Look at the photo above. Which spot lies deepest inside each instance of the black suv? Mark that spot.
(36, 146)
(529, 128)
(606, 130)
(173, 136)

━━━━━━━━

◆ **PROBLEM TO SOLVE**:
Reproduce the records above word for word, leaving every line as it stands.

◆ **FINISHED ANSWER**:
Look at the photo above. Which spot lies deepest inside each instance of the black suv? Mark that spot.
(36, 146)
(529, 128)
(606, 130)
(173, 136)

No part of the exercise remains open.